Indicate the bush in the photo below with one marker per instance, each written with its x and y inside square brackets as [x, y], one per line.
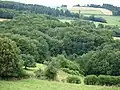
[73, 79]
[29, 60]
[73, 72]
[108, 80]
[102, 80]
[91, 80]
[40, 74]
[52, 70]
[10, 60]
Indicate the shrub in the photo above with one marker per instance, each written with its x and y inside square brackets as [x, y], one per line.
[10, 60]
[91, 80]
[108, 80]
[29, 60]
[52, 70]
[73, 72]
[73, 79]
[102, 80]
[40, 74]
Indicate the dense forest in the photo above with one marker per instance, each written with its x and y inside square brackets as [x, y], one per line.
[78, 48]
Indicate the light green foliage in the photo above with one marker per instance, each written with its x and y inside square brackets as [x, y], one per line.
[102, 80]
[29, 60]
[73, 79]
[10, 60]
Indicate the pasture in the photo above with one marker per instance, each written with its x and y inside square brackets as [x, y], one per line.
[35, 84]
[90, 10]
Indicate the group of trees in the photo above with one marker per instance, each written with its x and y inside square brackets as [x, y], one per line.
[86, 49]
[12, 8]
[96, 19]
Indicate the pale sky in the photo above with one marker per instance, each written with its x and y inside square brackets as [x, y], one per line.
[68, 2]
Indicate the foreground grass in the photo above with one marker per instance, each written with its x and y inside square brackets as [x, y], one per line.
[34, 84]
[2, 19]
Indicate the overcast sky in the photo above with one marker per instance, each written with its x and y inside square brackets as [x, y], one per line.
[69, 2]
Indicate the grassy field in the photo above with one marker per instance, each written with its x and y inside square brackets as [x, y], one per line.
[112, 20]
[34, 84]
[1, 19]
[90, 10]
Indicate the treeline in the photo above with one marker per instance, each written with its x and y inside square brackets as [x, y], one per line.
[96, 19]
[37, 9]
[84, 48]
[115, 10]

++++++++++++++++++++

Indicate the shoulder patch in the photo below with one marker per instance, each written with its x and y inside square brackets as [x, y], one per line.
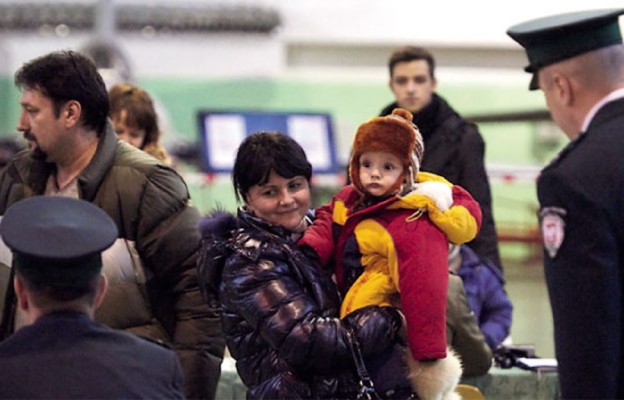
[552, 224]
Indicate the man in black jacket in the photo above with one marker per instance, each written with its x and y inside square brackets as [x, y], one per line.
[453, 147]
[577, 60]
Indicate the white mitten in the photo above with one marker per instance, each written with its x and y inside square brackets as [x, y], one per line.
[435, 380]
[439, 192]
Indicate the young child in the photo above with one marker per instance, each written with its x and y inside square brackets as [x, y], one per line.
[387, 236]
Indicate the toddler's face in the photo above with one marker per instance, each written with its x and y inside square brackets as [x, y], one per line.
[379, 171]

++++++++++++++++++++

Given exercise
Return every line of the records above that contains the string "below", treating uppercase and lowercase letters as different.

The solution
Indicate the bush in the photo below with one marker per instance, each written with its x and y inside square brackets as [x, y], one per line.
Indicate the shoulder patch in the photo below with one marker per instance, each written with its x and y inside square brackets as [x, y], one per line.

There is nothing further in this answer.